### Data section
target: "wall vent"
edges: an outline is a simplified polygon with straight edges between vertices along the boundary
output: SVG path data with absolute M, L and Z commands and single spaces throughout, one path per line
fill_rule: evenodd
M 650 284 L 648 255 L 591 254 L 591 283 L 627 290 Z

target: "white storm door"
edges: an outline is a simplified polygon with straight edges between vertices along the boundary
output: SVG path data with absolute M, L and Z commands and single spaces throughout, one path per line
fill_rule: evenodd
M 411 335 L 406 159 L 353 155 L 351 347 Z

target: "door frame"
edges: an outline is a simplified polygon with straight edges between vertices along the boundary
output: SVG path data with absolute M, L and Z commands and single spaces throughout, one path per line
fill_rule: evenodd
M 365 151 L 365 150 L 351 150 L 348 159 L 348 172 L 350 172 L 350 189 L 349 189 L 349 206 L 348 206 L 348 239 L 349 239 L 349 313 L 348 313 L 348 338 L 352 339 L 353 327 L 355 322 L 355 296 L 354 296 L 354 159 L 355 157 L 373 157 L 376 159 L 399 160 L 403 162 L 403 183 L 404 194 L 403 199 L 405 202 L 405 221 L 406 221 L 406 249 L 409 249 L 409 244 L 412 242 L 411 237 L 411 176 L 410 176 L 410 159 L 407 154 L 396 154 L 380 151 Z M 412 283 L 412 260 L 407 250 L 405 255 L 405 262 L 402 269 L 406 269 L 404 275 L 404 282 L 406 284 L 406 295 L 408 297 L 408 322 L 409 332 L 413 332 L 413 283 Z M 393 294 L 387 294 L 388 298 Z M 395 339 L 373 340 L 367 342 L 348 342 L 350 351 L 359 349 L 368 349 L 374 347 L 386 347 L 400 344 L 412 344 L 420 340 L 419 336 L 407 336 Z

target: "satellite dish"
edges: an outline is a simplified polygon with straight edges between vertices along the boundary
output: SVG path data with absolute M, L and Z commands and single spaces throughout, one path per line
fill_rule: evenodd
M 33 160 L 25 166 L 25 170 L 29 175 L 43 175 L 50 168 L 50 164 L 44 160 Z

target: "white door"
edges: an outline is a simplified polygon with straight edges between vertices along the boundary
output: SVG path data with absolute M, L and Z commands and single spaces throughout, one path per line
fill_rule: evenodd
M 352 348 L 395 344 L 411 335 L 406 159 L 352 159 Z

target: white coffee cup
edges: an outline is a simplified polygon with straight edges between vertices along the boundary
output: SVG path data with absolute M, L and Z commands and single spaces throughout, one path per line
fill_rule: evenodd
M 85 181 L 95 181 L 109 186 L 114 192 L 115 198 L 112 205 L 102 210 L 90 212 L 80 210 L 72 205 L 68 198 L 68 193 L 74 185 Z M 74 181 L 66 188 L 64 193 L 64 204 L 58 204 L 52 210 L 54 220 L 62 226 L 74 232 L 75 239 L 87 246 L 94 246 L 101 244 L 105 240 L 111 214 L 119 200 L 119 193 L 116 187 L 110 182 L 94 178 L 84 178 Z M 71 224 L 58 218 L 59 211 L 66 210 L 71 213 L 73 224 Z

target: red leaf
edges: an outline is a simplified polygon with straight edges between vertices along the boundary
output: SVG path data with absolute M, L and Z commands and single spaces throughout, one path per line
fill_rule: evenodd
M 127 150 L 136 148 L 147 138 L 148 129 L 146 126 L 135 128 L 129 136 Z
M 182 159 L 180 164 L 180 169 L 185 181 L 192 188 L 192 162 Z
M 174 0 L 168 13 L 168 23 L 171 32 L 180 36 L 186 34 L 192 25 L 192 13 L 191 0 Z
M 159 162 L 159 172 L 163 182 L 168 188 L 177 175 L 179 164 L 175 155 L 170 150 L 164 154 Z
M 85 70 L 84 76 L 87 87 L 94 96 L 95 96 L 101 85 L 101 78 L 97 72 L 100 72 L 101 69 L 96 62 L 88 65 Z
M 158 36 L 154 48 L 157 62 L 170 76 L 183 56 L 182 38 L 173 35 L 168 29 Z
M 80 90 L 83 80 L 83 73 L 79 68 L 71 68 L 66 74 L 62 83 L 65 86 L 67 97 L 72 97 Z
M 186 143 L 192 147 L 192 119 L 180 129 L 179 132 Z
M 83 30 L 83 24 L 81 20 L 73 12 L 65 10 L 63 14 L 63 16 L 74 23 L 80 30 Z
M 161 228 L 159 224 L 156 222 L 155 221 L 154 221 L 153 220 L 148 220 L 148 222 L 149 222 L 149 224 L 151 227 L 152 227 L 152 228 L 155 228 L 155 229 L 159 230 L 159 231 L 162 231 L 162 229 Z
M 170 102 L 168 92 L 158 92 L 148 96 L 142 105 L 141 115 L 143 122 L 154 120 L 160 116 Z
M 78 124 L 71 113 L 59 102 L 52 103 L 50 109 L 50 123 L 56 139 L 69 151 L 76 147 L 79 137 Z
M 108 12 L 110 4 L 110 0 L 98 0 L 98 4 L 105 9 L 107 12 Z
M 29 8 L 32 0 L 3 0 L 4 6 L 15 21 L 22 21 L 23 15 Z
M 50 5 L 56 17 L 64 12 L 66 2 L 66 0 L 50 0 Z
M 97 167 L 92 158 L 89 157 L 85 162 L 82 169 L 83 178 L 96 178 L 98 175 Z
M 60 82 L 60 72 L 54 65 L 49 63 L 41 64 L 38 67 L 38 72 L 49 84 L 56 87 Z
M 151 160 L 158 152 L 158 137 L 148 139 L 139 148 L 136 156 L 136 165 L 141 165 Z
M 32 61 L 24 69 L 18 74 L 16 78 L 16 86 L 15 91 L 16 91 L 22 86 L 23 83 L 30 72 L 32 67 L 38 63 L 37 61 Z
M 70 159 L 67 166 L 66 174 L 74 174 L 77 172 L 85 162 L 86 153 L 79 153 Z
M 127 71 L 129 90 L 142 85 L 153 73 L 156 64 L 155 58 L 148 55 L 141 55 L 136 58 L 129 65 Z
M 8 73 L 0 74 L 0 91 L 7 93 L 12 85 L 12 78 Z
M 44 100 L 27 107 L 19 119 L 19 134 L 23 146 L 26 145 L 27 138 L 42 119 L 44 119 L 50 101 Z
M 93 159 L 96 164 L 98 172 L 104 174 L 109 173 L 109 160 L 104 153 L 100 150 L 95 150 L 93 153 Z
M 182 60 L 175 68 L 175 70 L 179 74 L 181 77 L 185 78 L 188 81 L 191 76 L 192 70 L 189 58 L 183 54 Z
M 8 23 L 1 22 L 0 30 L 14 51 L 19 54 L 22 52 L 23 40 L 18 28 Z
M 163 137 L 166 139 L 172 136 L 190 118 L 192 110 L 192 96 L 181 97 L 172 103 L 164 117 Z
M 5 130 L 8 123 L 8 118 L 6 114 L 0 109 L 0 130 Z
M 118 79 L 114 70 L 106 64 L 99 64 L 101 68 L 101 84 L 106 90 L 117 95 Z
######
| Instructions for the task |
Please reproduce the rows above word for word, beginning at their first line and stopping after the line that contains "M 650 284 L".

| Answer in full |
target: "wall vent"
edges: an outline is a simplified polygon with straight edges between vertices along the boundary
output: SVG path data with absolute M, L and Z commands and single spaces throughout, one path per line
fill_rule: evenodd
M 650 284 L 648 255 L 591 254 L 591 283 L 627 290 Z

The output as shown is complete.